* Task to complete *
Copy the data exactly. Leave nothing out.

Saved entries

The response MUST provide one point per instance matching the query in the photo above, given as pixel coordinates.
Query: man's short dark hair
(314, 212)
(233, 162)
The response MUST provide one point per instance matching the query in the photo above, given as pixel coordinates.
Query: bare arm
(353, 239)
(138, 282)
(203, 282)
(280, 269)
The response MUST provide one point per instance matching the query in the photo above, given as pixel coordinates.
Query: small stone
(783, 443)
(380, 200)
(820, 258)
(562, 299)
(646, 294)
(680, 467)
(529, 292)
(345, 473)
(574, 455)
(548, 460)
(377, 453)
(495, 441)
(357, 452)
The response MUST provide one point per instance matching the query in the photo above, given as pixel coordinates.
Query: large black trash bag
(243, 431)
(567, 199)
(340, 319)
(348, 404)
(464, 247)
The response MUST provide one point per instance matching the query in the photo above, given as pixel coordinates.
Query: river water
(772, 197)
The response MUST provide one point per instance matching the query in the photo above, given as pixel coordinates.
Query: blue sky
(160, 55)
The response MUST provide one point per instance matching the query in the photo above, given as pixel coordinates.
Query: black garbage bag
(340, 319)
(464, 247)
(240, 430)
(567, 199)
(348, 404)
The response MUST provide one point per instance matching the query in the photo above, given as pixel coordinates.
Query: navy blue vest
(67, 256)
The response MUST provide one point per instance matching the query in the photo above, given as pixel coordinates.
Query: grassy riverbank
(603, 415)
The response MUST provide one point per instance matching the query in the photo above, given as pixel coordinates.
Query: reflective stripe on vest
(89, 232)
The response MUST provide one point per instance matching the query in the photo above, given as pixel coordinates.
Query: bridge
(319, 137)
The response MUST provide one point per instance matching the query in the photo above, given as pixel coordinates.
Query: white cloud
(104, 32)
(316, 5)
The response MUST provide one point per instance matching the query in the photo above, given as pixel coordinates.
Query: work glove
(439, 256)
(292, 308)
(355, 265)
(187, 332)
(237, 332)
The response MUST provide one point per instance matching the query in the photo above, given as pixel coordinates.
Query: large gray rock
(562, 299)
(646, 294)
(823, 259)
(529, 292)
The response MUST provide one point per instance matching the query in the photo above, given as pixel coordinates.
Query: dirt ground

* Task solution *
The response MUST provide one point per instance matching the query in the photo above, given as pixel coordinates.
Query: man's short dark hair
(314, 212)
(233, 162)
The response MUST provide one point per instance matching the query in the photo above, given as pixel coordinates.
Query: bare arm
(353, 239)
(138, 282)
(203, 282)
(280, 269)
The response MUST provide one point per instance matching the query in the photo above, given as pixel coordinates.
Query: small stone
(783, 443)
(380, 200)
(820, 258)
(562, 299)
(646, 294)
(680, 467)
(529, 292)
(345, 473)
(574, 455)
(548, 460)
(377, 453)
(495, 441)
(357, 452)
The response MUST provide one point per instance matching the query in the photo above, given as pixel coordinates.
Query: large black trash bag
(243, 431)
(567, 199)
(340, 319)
(348, 404)
(464, 247)
The response MUST provide one point per instance matching the query in the photo above, given as pixel coordinates.
Query: river water
(772, 197)
The response MUST provide one point per instance matching the query in the photo above, given as pixel coordinates.
Query: blue sky
(160, 55)
The response MUST provide one point per instance matching the query in the photo above, given as pixel coordinates.
Query: black garbage bag
(340, 319)
(464, 247)
(240, 430)
(567, 199)
(348, 404)
The response MUST provide one point per instance matching the query in the photo above, given as pixel coordinates.
Query: navy blue vest
(67, 256)
The response MUST provide one point per instance matching the query in the photo above, given as pixel coordinates.
Query: grassy riverbank
(603, 415)
The response MUST provide one point per instance matching the query in the photo above, given as pixel coordinates.
Query: reflective stripe on vest
(89, 232)
The response MUST provide one point per instance matching the query in the photo above, given as pixel coordinates.
Query: bridge
(319, 137)
The response MUST provide one point per instance matching the query in the photo above, given as pixel coordinates.
Query: white cloud
(104, 32)
(316, 5)
The response MUST provide one point per instance matching the query in the photo above, given as pixel coordinates.
Query: work glove
(439, 256)
(292, 308)
(355, 265)
(187, 332)
(237, 332)
The response MUST provide one point per instance matching the query in the photo above, given as pixel coordinates.
Query: large gray rock
(562, 299)
(646, 294)
(823, 259)
(529, 292)
The response MUST provide one point per instance matching the query in the photo above, given as pixel coordinates.
Query: dirt ground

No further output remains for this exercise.